#### EXERCISE:
Copy out all the entries below, putting "image" wherever "photo" appears and keeping everything else the same. Leave the pictures out of your answer.

━━━━━━━━━━━━━━━━━━━━━━━━━━━━━━

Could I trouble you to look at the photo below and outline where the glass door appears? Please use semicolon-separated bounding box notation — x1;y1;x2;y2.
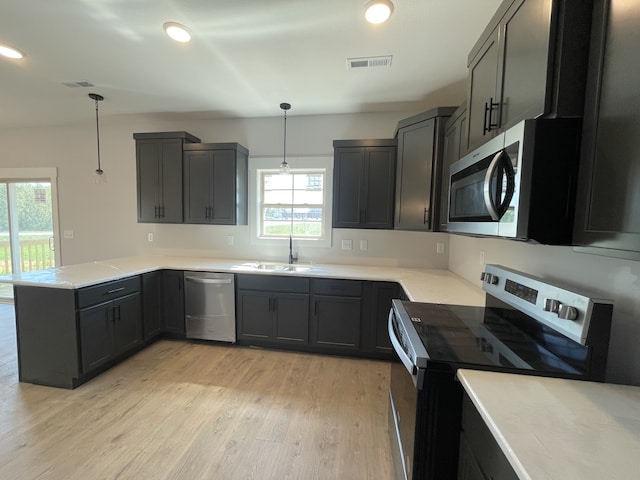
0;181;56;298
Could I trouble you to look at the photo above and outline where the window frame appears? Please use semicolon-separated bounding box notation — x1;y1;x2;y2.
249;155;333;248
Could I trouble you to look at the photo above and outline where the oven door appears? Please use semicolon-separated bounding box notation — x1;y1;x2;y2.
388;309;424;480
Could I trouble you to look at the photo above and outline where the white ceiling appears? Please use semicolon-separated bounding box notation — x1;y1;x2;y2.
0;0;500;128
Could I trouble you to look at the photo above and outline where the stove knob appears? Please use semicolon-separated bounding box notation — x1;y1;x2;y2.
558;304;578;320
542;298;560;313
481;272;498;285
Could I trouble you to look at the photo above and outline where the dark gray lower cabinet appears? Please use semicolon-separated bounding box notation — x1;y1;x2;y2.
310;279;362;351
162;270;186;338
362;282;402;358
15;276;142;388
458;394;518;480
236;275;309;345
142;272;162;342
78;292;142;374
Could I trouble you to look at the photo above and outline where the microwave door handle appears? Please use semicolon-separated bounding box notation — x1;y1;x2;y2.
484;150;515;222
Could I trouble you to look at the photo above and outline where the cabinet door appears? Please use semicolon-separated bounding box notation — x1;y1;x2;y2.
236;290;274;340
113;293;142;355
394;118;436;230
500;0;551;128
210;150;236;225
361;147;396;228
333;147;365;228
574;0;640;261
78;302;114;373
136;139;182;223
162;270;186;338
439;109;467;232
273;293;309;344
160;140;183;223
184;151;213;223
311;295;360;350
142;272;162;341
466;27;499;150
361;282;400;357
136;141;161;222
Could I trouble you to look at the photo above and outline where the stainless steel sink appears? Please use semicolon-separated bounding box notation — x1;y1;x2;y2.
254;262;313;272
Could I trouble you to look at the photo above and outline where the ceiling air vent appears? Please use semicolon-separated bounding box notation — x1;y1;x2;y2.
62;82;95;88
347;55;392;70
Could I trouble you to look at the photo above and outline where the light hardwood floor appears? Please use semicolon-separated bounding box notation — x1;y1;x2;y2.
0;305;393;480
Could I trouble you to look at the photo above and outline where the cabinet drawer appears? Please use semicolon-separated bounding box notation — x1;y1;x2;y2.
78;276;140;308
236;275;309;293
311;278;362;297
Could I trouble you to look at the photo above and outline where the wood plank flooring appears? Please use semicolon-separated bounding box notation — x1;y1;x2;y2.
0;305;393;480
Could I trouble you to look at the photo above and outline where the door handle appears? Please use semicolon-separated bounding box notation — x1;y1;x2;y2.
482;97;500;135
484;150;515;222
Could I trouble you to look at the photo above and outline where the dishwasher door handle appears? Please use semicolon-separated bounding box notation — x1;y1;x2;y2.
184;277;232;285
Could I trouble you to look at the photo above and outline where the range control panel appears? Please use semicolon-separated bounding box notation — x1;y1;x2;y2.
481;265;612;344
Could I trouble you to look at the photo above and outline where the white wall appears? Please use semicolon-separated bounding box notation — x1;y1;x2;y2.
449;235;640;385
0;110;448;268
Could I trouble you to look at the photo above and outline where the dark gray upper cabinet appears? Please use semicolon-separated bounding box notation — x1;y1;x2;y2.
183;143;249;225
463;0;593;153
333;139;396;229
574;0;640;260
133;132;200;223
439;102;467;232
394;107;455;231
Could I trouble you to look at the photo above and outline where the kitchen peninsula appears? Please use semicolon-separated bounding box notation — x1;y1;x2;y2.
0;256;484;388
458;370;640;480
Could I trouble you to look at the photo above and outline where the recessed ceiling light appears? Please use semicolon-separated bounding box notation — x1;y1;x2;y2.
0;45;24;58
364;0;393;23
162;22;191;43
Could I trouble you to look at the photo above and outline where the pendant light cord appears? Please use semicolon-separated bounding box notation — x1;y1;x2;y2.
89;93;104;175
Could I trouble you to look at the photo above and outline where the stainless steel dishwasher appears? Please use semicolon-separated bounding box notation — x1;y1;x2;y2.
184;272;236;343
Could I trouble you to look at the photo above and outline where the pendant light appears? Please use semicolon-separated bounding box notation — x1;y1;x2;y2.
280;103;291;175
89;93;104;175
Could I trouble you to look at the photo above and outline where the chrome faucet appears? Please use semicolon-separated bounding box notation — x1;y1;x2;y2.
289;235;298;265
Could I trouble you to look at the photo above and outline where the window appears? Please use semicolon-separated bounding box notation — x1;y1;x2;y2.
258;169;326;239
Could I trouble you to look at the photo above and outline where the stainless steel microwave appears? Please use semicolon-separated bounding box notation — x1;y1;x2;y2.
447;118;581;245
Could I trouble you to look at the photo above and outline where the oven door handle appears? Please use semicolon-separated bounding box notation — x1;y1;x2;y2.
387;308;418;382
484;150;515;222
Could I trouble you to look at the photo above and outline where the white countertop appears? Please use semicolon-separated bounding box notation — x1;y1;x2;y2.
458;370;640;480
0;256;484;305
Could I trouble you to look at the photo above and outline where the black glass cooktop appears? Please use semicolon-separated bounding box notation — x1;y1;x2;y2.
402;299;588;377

━━━━━━━━━━━━━━━━━━━━━━━━━━━━━━

#### COMPLETE RESPONSE:
Could I trouble you to look at the image below and outline where the glass door appears? Please use semicolon-separated bounding box notation — x1;y1;x2;y2.
0;181;56;298
Could I trouble you to look at the image above and outline where the window frame appears? Please use semicolon-separated bounding box notation — x1;y1;x2;y2.
249;155;333;248
Could I trouble you to look at the image above and outline where the oven door appears? Please use semicolon-separated bounding box notation — x1;y1;x2;y2.
388;309;424;480
Could I trouble you to look at the image above and outline where the white ceiling appears? Please use semicolon-separated bounding box notation — x1;y1;x2;y2.
0;0;500;128
Could I trouble you to look at the image above and outline where the stove knob appears? Please use semicolon-separated bounding box notation — x1;y1;x2;y2.
558;304;578;320
542;298;560;313
481;272;498;285
Could I trouble you to look at the image above and outline where the dark gray lower cabinet appears? Please use semicolon-separated bounding box notation — x1;y1;x2;y2.
310;279;362;351
162;270;186;338
362;282;402;358
15;276;142;388
458;394;518;480
236;275;309;345
142;272;162;342
78;292;142;374
Could I trouble you to look at the image above and outline where the microwave door handle appears? Please use semicolon-separated bounding box notation — x1;y1;x2;y2.
484;150;515;222
Could I trouble you to look at the image above and outline where the cabinet door appears? Please use semicolon-separated bounding box notation — x1;y1;x2;y2.
236;290;274;340
113;293;142;355
394;118;436;230
500;0;551;128
210;150;236;225
361;147;396;228
333;147;365;228
574;0;640;261
78;302;114;373
136;139;182;223
162;270;186;338
439;109;467;232
273;293;309;344
160;140;183;223
184;151;213;223
311;295;360;350
142;272;162;341
466;27;499;150
361;282;400;357
136;141;161;222
Could I trouble you to look at the image above and outline where the stainless steel sink appears? Please use semicolon-separated bounding box notation — x1;y1;x2;y2.
254;262;313;272
Could I trouble you to look at the image above and outline where the ceiling air vent appears? Please use semicolon-separated bounding box notation — x1;y1;x2;y2.
62;82;95;88
347;55;392;70
Could I trouble you to look at the image above and outline where the light hardwood floor appears? Please use semicolon-separated bounding box notation — x1;y1;x2;y2.
0;305;393;480
Could I trouble you to look at the image above and outline where the cabinet drawer appears? Please use semicolon-separated bounding box notation — x1;y1;x2;y2.
78;276;140;308
236;275;309;293
311;278;362;297
Could I trouble you to look at the image above and outline where the wood plank flooring appears? Please use semicolon-separated bounding box notation — x1;y1;x2;y2.
0;305;393;480
Could I trouble you to look at the image above and outline where the door handle appears? Please use semicolon-separated bounding box notation — x1;y1;x2;y2.
482;97;500;135
484;150;515;222
Could I trouble you to look at the image above and outline where the dishwasher door handle appears? Please use semicolon-separated bounding box notation — x1;y1;x2;y2.
184;277;232;285
Could I trouble you to look at the image above and outline where the range control panel appears? Please use semicolon-separated bounding box notation — x1;y1;x2;y2.
481;265;612;344
Could I trouble you to look at the image above and outline where the white wall appears? Please use semicolon-separated bounding box notation — x1;y1;x2;y2.
449;235;640;385
0;110;448;268
Could I trouble you to look at the image above and outline where the dark gray upper cabinet appears? Please use semicolon-separated bounding box notation — x1;y1;x2;y2.
183;143;249;225
463;0;593;153
333;139;396;229
574;0;640;260
133;132;200;223
439;102;467;232
394;107;455;231
Could I trouble you to look at the image above and outline where the kitchen peninsula appears? Please use semicolon-separated bounding box notation — x1;y1;x2;y2.
0;256;484;388
458;370;640;480
Could I trouble you to look at the image above and outline where the recessed ceiling light appears? Please use semicolon-separated bounding box notation — x1;y1;x2;y2.
0;45;24;58
364;0;393;23
162;22;191;43
Could I trouble you to look at the image above and outline where the pendant light cord appears? Please use semicolon-separated bounding box notation — x1;y1;x2;y2.
89;93;104;175
Could I trouble you to look at the image above and outline where the stainless steel dishwasher appears? Please use semicolon-separated bounding box notation — x1;y1;x2;y2.
184;272;236;343
Could I trouble you to look at the image above and outline where the pendant light appears? Please use semicolon-separated bounding box notation — x1;y1;x2;y2.
280;103;291;175
89;93;104;175
Could I trouble you to look at the image above and outline where the chrome faucet appears? Please use semicolon-separated bounding box notation — x1;y1;x2;y2.
289;235;298;265
Could I trouble you to look at the image above and outline where the window appears? Please use semicolon-separated bounding box notation — x1;y1;x2;y2.
258;169;326;239
Could I trouble you to look at the image above and outline where the stainless steel microwave appears? Please use semicolon-separated bounding box notation — x1;y1;x2;y2.
447;118;581;245
Could I trouble you to look at the image above and outline where the oven door handle appears? Please use semicolon-separated bounding box notation — x1;y1;x2;y2.
387;308;418;382
484;150;515;222
Could I trouble you to look at the image above and outline where the white countertop appears? Please use semicolon-separated bounding box notation — x1;y1;x2;y2.
458;370;640;480
0;256;484;305
Could I trouble you to look at the image above and outline where the black glass cooktop appears? Please use semicolon-separated bounding box notation — x1;y1;x2;y2.
402;299;588;377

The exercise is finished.